TEXTO FORNECIDO:
-------------------------
Dia do Trabalhador: O Regresso dos que Nunca Foram
Costuma-se dizer que as crises são tempos de oportunidade, e se as cartas forem bem jogadas vai dar merda… para os trabalhadores, porque esta crise será apenas mais uma chance para algumas empresas. Numa altura em que os direitos dos trabalhadores estão cada vez mais protegidos, levanta-se a questão: fará sentido celebrar este dia? Os nossos protetores respondem a esta pergunta e, vão mais além, quando tentam enganar os mais atentos. Usam a linguagem, mãe (re)educadora, para poder restringir ou condicionar o pensamento, com falsas premissas e falsas conclusões, levando a aceitar como positivas coisas que são eminentemente negativas. A velha expressão de Orwell - "guerra é paz, escravidão é liberdade, ignorância é força" - ilustra perfeitamente esse efeito. Mas talvez seja injusta esta análise. Que importam as palavras usadas?
-------------------------
DADOS EXTRAÍDOS:

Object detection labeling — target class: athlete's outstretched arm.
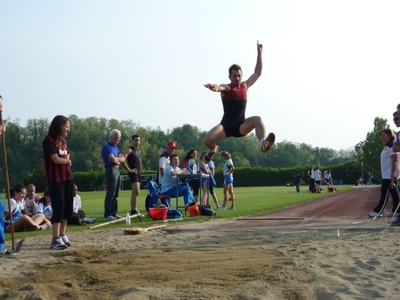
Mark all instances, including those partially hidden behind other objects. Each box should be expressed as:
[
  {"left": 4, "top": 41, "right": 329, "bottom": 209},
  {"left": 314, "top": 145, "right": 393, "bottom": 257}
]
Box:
[
  {"left": 204, "top": 83, "right": 227, "bottom": 93},
  {"left": 243, "top": 41, "right": 262, "bottom": 88}
]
-------------------------
Leva mais longe o texto sobre o Dia do Trabalhador, a começar logo a seguir à última frase. Não é preciso usar os itens.

Foquemos então no concreto: a nova medida do Governo, o lay-off simplificado. Um regime remodelado que permite suspender o contrato de trabalho ou reduzir o período normal laboral, com cortes salariais e apoios do Estado. Os 900 mil trabalhadores independentes ou por conta de outrem abrangidos pelo lay-off esperam o apoio financeiro do Estado, através das medidas de apoio ao emprego e às famílias. Para tristeza de muitos, aquilo que apresentaram como "apoio" é um mero atropelo das regras que já estavam mal estabelecidas.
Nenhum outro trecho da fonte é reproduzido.